記事のうち「今では一般的には夢というと、」から「それが神様のお告げであると、こういうことを言ってきたんですね。」までの範囲を、原文どおりに書き写してください。

_記事_:
○ ○ ○
ですから霊夢と信仰というのは、もう切り離せない密接な関係になっているんですね。
夢の状態を見ていますと、自分の信仰の境地といいますか状態がある程度分かるわけです。

今では一般的には夢というと、夢のような話というふうに軽くあしらってしまいますが、昔は、日常的な判断よりも夢、霊夢ですね、ひじょうに大事にしたようです。

そしてその夢を信じる人が一般に多かったんですね。

そして何か起こったときに神仏の霊感を仰ぐ。お告げを仰ぐ。

それが夢という形になってお告げになるということが、しばしばあったのですね。

昔の話に、悪い坊さんがあって、天皇の寵愛を受けてどんどん皇室へ入り込んでいってですね。
結局は自分が天皇になるというような野心を起こすんですね。
それも神様のお告げであると言うてね。
宇佐の八幡というから九州ですかね。
その宇佐の八幡の宮司さんと、その悪い坊さんが結託して、その坊さんを天皇の位にしたら国が発展するというようなことなんですね。
それが神様のお告げであると、こういうことを言ってきたんですね。
神様のおっしゃることだというので、もうちょっとで天皇になるところでしたのでしょう。

ところが、その臣下の中に和気清麻呂という人がおって、その和気清麻呂がひじょうに清廉潔白な人でした。
○ ○ ○
_提供データ_:
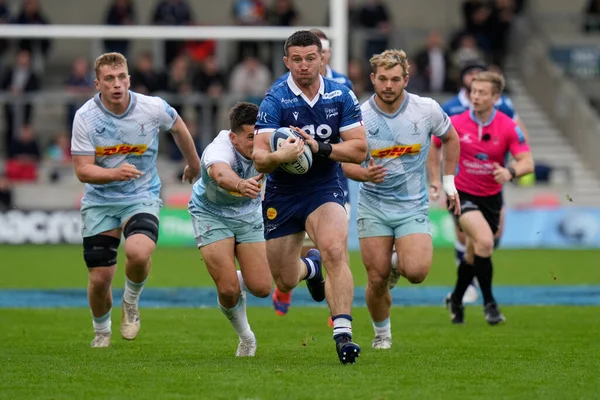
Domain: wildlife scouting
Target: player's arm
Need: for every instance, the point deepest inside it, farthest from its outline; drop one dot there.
○ ○ ○
_出力_:
今では一般的には夢というと、夢のような話というふうに軽くあしらってしまいますが、昔は、日常的な判断よりも夢、霊夢ですね、ひじょうに大事にしたようです。

そしてその夢を信じる人が一般に多かったんですね。

そして何か起こったときに神仏の霊感を仰ぐ。お告げを仰ぐ。

それが夢という形になってお告げになるということが、しばしばあったのですね。

昔の話に、悪い坊さんがあって、天皇の寵愛を受けてどんどん皇室へ入り込んでいってですね。
結局は自分が天皇になるというような野心を起こすんですね。
それも神様のお告げであると言うてね。
宇佐の八幡というから九州ですかね。
その宇佐の八幡の宮司さんと、その悪い坊さんが結託して、その坊さんを天皇の位にしたら国が発展するというようなことなんですね。
それが神様のお告げであると、こういうことを言ってきたんですね。